##### SUPPLIED MATERIAL

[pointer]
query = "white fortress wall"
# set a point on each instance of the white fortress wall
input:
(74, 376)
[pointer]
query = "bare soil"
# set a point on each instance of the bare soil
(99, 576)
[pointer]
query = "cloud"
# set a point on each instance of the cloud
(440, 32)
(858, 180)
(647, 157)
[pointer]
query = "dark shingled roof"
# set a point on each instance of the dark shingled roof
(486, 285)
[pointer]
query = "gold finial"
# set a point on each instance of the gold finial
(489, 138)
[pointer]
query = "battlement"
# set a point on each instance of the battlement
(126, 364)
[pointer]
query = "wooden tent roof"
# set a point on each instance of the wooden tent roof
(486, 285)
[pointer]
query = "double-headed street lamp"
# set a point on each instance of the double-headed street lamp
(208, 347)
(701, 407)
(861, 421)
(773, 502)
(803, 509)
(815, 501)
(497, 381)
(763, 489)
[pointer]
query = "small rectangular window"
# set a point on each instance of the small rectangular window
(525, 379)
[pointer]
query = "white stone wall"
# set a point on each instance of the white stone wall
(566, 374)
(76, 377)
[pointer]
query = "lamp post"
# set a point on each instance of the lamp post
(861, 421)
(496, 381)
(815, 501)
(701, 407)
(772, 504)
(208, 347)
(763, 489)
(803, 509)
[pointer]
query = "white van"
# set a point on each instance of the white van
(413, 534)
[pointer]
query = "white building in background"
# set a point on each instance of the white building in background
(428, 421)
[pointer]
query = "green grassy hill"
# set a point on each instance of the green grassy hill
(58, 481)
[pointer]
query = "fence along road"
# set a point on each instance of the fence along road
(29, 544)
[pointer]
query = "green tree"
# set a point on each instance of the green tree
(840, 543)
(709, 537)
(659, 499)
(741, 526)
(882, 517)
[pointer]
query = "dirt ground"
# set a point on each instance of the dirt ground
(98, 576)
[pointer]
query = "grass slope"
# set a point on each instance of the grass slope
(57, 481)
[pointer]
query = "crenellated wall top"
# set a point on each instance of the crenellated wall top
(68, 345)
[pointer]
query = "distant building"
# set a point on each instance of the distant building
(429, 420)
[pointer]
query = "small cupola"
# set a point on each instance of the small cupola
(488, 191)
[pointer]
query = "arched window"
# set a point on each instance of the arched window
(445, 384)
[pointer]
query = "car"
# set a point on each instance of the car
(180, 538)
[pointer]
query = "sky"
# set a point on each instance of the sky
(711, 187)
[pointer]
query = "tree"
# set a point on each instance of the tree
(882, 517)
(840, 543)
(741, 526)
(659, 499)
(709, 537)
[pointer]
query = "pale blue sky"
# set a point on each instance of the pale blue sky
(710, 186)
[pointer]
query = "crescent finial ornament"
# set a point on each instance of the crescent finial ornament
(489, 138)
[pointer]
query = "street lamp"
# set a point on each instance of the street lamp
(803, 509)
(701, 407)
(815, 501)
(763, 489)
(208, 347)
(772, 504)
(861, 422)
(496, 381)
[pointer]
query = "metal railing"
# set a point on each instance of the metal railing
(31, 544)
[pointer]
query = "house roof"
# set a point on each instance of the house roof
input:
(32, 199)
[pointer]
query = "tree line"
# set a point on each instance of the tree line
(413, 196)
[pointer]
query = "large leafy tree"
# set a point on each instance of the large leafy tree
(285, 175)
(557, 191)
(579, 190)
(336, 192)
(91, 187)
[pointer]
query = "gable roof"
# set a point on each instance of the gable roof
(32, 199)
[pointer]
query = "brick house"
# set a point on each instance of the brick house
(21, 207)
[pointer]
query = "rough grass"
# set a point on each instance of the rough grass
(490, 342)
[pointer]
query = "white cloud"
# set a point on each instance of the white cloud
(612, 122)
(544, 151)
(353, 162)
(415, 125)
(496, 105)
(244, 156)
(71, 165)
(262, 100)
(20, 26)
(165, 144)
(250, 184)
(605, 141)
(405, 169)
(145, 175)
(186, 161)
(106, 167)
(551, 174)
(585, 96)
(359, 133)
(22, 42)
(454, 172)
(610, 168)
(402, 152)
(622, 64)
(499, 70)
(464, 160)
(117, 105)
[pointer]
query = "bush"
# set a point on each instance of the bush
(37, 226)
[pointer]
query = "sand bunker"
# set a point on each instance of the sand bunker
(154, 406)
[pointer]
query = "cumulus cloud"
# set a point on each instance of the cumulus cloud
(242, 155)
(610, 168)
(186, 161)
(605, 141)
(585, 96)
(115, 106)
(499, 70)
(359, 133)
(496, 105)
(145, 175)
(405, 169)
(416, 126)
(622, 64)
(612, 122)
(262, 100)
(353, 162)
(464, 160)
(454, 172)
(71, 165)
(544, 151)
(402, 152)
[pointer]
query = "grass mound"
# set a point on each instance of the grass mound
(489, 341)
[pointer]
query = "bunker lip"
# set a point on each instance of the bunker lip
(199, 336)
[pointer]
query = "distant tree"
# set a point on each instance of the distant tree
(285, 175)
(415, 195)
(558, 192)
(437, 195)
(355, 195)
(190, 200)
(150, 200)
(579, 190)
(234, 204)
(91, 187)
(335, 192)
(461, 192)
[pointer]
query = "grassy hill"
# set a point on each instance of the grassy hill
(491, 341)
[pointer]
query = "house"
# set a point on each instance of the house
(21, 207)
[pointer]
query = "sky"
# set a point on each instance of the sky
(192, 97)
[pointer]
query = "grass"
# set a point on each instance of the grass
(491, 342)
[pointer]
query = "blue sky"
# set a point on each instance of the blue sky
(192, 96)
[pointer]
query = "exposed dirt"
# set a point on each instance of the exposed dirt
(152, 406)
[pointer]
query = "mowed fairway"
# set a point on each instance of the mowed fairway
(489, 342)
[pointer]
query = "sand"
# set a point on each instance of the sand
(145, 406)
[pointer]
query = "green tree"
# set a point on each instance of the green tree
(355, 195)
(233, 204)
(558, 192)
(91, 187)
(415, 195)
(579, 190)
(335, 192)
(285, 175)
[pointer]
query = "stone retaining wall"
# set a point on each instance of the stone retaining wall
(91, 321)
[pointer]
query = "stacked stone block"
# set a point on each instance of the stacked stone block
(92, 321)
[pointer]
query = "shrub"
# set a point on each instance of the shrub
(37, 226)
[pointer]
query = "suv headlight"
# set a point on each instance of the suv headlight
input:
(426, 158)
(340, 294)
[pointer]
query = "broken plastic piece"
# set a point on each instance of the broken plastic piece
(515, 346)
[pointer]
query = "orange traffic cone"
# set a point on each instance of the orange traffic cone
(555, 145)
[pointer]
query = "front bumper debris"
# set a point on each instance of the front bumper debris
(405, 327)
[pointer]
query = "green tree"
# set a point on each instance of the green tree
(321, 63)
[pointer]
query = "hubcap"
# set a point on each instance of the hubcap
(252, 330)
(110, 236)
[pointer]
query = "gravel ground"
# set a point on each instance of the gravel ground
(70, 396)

##########

WHAT IS REQUIRED:
Repeat every line of the data precisely.

TASK RESPONSE:
[pointer]
query = "white fortress wall"
# set a point on each instance of the white fortress wall
input:
(74, 376)
[pointer]
query = "bare soil"
# set a point on each instance of the bare soil
(99, 576)
[pointer]
query = "cloud"
# set a point on each instance of the cloud
(440, 32)
(858, 180)
(647, 157)
[pointer]
query = "dark shingled roof"
# set a point on each instance of the dark shingled roof
(486, 285)
[pointer]
query = "gold finial"
# set a point on each instance of the gold finial
(489, 138)
[pointer]
query = "battlement"
# set a point on each instance of the battlement
(126, 364)
[pointer]
query = "wooden tent roof"
# set a point on each instance of the wooden tent roof
(486, 285)
[pointer]
query = "double-headed street lamp"
# set a point on each instance of the double-headed street lamp
(208, 347)
(701, 407)
(861, 421)
(773, 502)
(803, 509)
(815, 501)
(497, 381)
(763, 489)
[pointer]
query = "small rectangular window"
# set a point on each instance of the small rectangular window
(525, 379)
[pointer]
query = "white stone wall"
# set a point on each instance of the white stone wall
(566, 374)
(76, 377)
[pointer]
query = "lamp post"
# set a point on each instance of the lamp post
(861, 421)
(496, 381)
(815, 501)
(701, 407)
(772, 504)
(208, 347)
(763, 489)
(803, 509)
[pointer]
query = "white van"
# set a point on each instance of the white van
(413, 534)
[pointer]
query = "white building in background"
# set a point on each instance of the white building in background
(428, 421)
[pointer]
query = "green grassy hill"
# set a point on each instance of the green grassy hill
(58, 481)
[pointer]
query = "fence along road"
# set a point on each instance of the fence along road
(29, 544)
[pointer]
query = "green tree"
# set a point on each instance of the green tree
(840, 543)
(709, 537)
(659, 499)
(741, 526)
(882, 517)
[pointer]
query = "dirt ground"
# set a point on each instance of the dirt ground
(98, 576)
[pointer]
query = "grass slope"
# set a point on each instance of the grass slope
(57, 481)
[pointer]
query = "crenellated wall top"
# set a point on each instance of the crenellated wall top
(68, 345)
[pointer]
query = "distant building"
# set a point on each instance of the distant building
(429, 420)
[pointer]
query = "small cupola"
# set a point on each instance of the small cupola
(488, 191)
[pointer]
query = "arched window"
# set a point on each instance of the arched window
(445, 384)
[pointer]
query = "car"
# set a point on each instance of the car
(180, 538)
[pointer]
query = "sky"
# set a point on each instance of the sky
(711, 187)
[pointer]
query = "tree"
# set a point on each instance of the tree
(882, 517)
(840, 543)
(741, 526)
(659, 499)
(709, 537)
[pointer]
query = "pale blue sky"
# set a point on each instance of the pale blue sky
(710, 186)
[pointer]
query = "crescent finial ornament"
# set a point on each instance of the crescent finial ornament
(489, 138)
[pointer]
query = "street lamp"
# set a point on each instance of the street lamp
(803, 509)
(701, 407)
(815, 501)
(763, 489)
(208, 347)
(772, 504)
(861, 422)
(496, 381)
[pointer]
query = "metal railing"
# set a point on each instance of the metal railing
(31, 544)
[pointer]
query = "house roof"
# set a point on each instance of the house roof
input:
(32, 199)
[pointer]
query = "tree line"
# set a point on each instance of the tree line
(413, 196)
[pointer]
query = "large leafy tree"
# set a point on each instance of the large leafy tree
(285, 175)
(557, 191)
(579, 190)
(336, 192)
(91, 187)
[pointer]
query = "gable roof"
# set a point on each instance of the gable roof
(32, 199)
[pointer]
query = "brick house"
# set a point on each instance of the brick house
(21, 207)
[pointer]
query = "rough grass"
# set a point on each instance of the rough grass
(490, 342)
[pointer]
query = "white cloud"
# set a point on each instance of the white cloud
(612, 122)
(544, 151)
(353, 162)
(415, 125)
(496, 105)
(244, 156)
(71, 165)
(262, 100)
(20, 26)
(165, 144)
(250, 184)
(605, 141)
(405, 169)
(145, 175)
(186, 161)
(106, 167)
(551, 174)
(585, 96)
(359, 133)
(22, 42)
(454, 172)
(610, 168)
(402, 152)
(622, 64)
(499, 70)
(464, 160)
(117, 105)
[pointer]
query = "bush"
# set a point on each instance of the bush
(37, 226)
[pointer]
query = "sand bunker"
# set a point on each instance of the sand bunker
(154, 406)
[pointer]
query = "cumulus cloud"
# set a point on each instance of the cumulus cloud
(242, 155)
(610, 168)
(186, 161)
(605, 141)
(585, 96)
(115, 106)
(499, 70)
(359, 133)
(496, 105)
(145, 175)
(405, 169)
(416, 126)
(622, 64)
(612, 122)
(262, 100)
(353, 162)
(464, 160)
(454, 172)
(71, 165)
(544, 151)
(402, 152)
[pointer]
query = "grass mound"
# set a point on each instance of the grass mound
(489, 341)
[pointer]
query = "bunker lip"
# set a point on each instance of the bunker lip
(199, 336)
[pointer]
query = "distant tree"
# set a point on each instance of the distant tree
(285, 175)
(415, 195)
(558, 192)
(437, 195)
(355, 195)
(190, 200)
(150, 200)
(579, 190)
(234, 204)
(91, 187)
(335, 192)
(461, 192)
[pointer]
query = "grassy hill"
# set a point on each instance of the grassy hill
(491, 341)
[pointer]
query = "house"
# set a point on each instance of the house
(21, 207)
[pointer]
query = "sky"
# set a point on each instance of the sky
(192, 97)
[pointer]
query = "grass"
# set a point on each instance of the grass
(491, 342)
[pointer]
query = "blue sky"
# set a point on each instance of the blue sky
(192, 96)
[pointer]
query = "exposed dirt"
# set a point on each instance of the exposed dirt
(152, 406)
[pointer]
query = "mowed fairway"
# set a point on each instance of the mowed fairway
(489, 342)
[pointer]
query = "sand"
# set a point on each instance of the sand
(145, 406)
[pointer]
query = "green tree"
# set a point on each instance of the green tree
(355, 195)
(233, 204)
(558, 192)
(91, 187)
(415, 195)
(579, 190)
(335, 192)
(285, 175)
[pointer]
query = "stone retaining wall"
# set a point on each instance of the stone retaining wall
(91, 321)
[pointer]
query = "stacked stone block"
# set a point on each instance of the stacked stone block
(92, 321)
[pointer]
query = "shrub"
# set a point on each instance of the shrub
(37, 226)
[pointer]
query = "suv headlight"
# set a point on each instance of the suv headlight
input:
(426, 158)
(340, 294)
[pointer]
query = "broken plastic piece"
# set a point on each instance of the broken plastic piece
(515, 346)
[pointer]
query = "orange traffic cone"
# set a point on each instance of the orange traffic cone
(555, 145)
[pointer]
query = "front bumper debris"
# set a point on each instance of the front bumper debris
(405, 327)
[pointer]
query = "green tree"
# set a point on each instance of the green tree
(321, 63)
[pointer]
query = "hubcap"
# set a point on each instance of the hubcap
(252, 330)
(110, 236)
[pointer]
query = "gravel ground"
# set a point on each instance of the gravel ground
(70, 396)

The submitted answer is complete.